*PASSAGE*.
+===+
Phoenix: Victorian style to high-tech efficiency
Genial and well-organized manager that he is, he also provides an efficient history lesson, most of it unprompted. The mini-version goes something like this: ❚ Moves to Canada from his native India in the early 1970s to do a master’s degree in engineering at Montreal’s Concordia University. “There was a big immigration of educated people from India then,” he says, referring to Kris Singhal (Richcraft Homes) and Bill Malhotra (Claridge Homes). ❚ Gets a phone call from India saying, “Come home: We’ve engaged you” — arranged marriages still being de rigueur at the time. ❚ Winds up working long days as a construction site engineer in Montreal, heading to night classes and then the library till closing time, trotting back home to study till 1 a.m., and firing up the whole cycle again a few hours later. “It was not easy. You learn to manage your time, your finances.” ❚ Graduates, joins a Montreal firm that was a precursor to engineering-construction giant SNC Lavalin, moves to Canada Mortgage and Housing Corp., where he becomes a senior executive in charge of land development, packs in the secure government job to launch a land development firm.
“In my heart, I was always driven to be an entrepreneur. I felt I could develop a niche because I’d seen at CMHC that small builders needed lots. Entrepreneurs are always looking for niches.”
They’re also looking for chances to think big and creatively. He’s no exception.
He says, for example, that he was the first Ottawa builder to make extensive use of Victorian styling and other features when he built the Kanata community of Heritage Hills back in the mid-1990s, a community where he’s still selling homes.
He also nabbed media attention a decade ago for developing a method to turn the sheath of rice grains into silica. That relatively inexpensive product strengthened cement and increased its resistance to detrimental elements such as salt.
Although Kochar long ago sold the silica plant he built in India, his eyes still flash with excitement when he talks about his invention.
He’s also expanded DCR/Phoenix to include granite and quartzite production in Brazil, using the products in his own projects and selling some to other builders. It’s one of the areas of the company that he continues to manage directly.
As well, in 2000 he built the opulent Millennium House, which incorporated technology such as high-speed Internet and multiple computerized controls — advanced stuff at the time.
The home was initially open for public tours, with the money raised going to the Children’s Hospital of Eastern Ontario. He’s lived in it ever since, although he’ll soon be moving to newer digs.
He chalks up these and other achievements, in part, to the love of learning and respect for formal education instilled by his father, a medical doctor who, at 99, is still in fine fettle and lives with Kochar and his wife, Madhu. (“He’s the patriarch,” says Kochar about his father. “He still gives me s--- if I do something wrong.”)
+===+
*WORK INSTRUCTIONS*.
**a)** Reproduce the part of the profile starting at "He’s also expanded" and ending at "to manage directly.", substituting "Chile" for "Brazil".
**b)** Name every country mentioned in the profile.
**c)** Please extend the profile by writing what comes after its final sentence.

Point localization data
+===+
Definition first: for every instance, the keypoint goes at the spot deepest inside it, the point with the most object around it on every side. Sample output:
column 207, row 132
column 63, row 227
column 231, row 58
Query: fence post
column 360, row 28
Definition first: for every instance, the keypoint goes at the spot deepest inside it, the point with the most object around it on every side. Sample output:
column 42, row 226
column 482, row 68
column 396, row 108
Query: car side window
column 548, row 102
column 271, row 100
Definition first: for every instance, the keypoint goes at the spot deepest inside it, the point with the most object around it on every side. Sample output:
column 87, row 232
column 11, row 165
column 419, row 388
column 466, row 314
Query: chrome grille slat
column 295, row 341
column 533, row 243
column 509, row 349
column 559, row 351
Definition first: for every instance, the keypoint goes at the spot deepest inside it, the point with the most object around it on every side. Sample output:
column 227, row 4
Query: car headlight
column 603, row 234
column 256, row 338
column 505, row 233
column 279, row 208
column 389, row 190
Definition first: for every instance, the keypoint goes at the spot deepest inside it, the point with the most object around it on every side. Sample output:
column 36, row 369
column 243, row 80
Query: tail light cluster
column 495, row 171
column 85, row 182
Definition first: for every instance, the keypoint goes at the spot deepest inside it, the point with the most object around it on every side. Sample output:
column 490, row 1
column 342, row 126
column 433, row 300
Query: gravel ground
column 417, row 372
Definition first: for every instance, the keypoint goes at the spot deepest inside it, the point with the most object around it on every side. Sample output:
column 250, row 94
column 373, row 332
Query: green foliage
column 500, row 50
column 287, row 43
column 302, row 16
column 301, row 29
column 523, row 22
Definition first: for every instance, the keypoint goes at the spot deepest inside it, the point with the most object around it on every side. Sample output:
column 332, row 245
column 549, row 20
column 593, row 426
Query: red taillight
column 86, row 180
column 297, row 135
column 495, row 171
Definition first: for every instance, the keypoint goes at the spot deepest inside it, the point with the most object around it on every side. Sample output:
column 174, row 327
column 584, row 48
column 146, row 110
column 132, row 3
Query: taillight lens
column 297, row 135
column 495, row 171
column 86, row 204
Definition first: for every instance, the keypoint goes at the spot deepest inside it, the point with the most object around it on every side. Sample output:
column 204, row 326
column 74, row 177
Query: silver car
+===+
*TASK ANSWERS*.
**a)**
He’s also expanded DCR/Phoenix to include granite and quartzite production in Chile, using the products in his own projects and selling some to other builders. It’s one of the areas of the company that he continues to manage directly.

**b)** India, Canada, Brazil

**c)**
As a youngster, says Kochar, “I was always kind of nerdy — I liked my studies.” He remains a voracious reader and will travel long distances for a first-rate meal.
He’s also an avid supporter of education, having just established a $1.2-million scholarship at Carleton University for engineering, architecture and urban-planning students from India.
The home buyers who have helped make all this possible have changed considerably over the years, he says. Thanks to the Internet, they’re “extremely well-informed. It’s made it easier for us to upsell (features) because they already know about them.”
The housing market has also shifted, with land inside the urban boundary now scarce. DCR/Phoenix still owns plots, but they’re mostly smaller and dispersed. That, along with the high cost of both land and development charges in Ottawa, has meant an expansion into outlying areas with projects such as White Tail Ridge in Almonte and Westhaven Gate in Arnprior as well as teaming up with The Regional Group for a future development near Findlay Creek.
Beyond some smaller-scale land development in Toronto and lowrise condo projects such as Daly Square in downtown Ottawa, Kochar says the company has no immediate plans to expand into other cities or tackle the highrise condo market. And why would he? DCR/ Phoenix sales for housing, granite and land are expected to hit $120 million this year.
He’s tickled, of course, that Rahul, who has one sister — a lawyer in Florida — will eventually take over the business. Rahul, in his mid-30s and with an MBA, has inherited not just his father’s congeniality, but his all-guns-blazing approach, as well.
“I started out in IT studies,” says Rahul, “but in the summers I worked in the trenches, in construction, at Phoenix. That was it. I told my dad that I wanted in.”
Says his father, “Sometimes children don’t like the business that you do. He loves it, so there’s a succession plan.”